Information given -
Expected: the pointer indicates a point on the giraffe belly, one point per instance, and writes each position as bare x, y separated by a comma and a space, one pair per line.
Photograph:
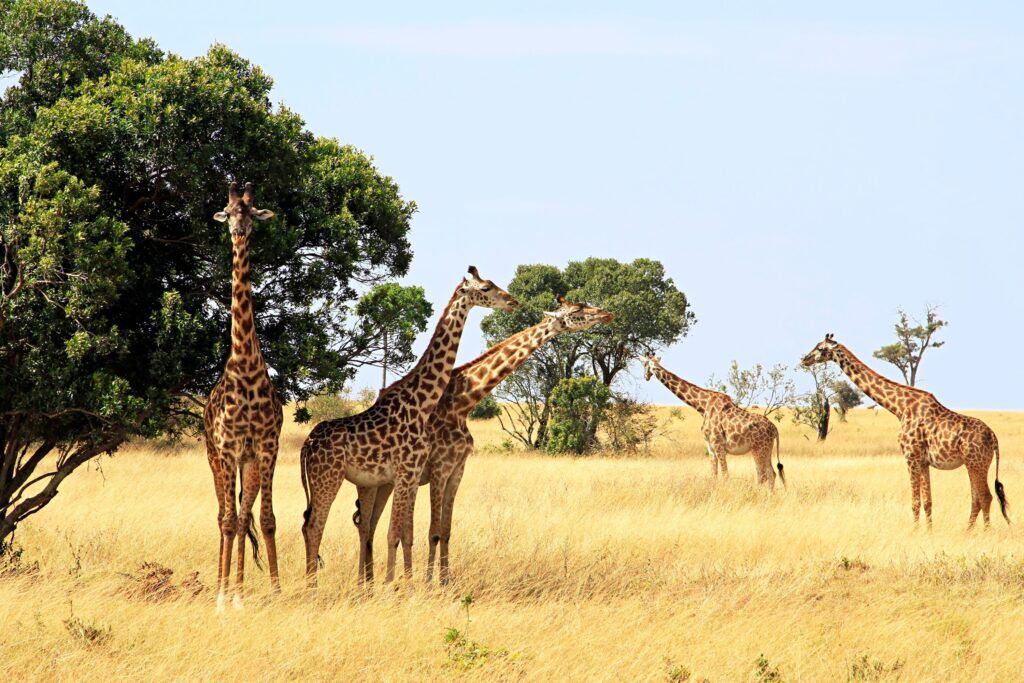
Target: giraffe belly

---

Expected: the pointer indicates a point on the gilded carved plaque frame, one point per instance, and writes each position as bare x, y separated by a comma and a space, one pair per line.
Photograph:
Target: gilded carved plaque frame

The exercise - Substitute "cursor" for "pointer" in the part that opens with the line containing "Expected: the pointer indicates a point on the giraffe" and closes with the line containing "Target: giraffe belly", both lines included, and write out only those lines with no other change. Leave the pictures out.

The answer -
Expected: the cursor indicates a point on the giraffe belly, one point per instance, and writes each position as bare x, y separated by a comma and a space, one pair per line.
Photograph:
Target: giraffe belly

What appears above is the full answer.